** Provided data **
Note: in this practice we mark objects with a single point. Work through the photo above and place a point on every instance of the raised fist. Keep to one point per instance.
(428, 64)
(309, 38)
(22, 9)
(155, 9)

** What is needed **
Reproduce all the data exactly. Include every line.

** Result **
Note: in this practice we mark objects with a single point. Work through the photo above and place a point on every instance of the raised fist. Keep to one point per instance.
(428, 64)
(309, 38)
(22, 9)
(155, 9)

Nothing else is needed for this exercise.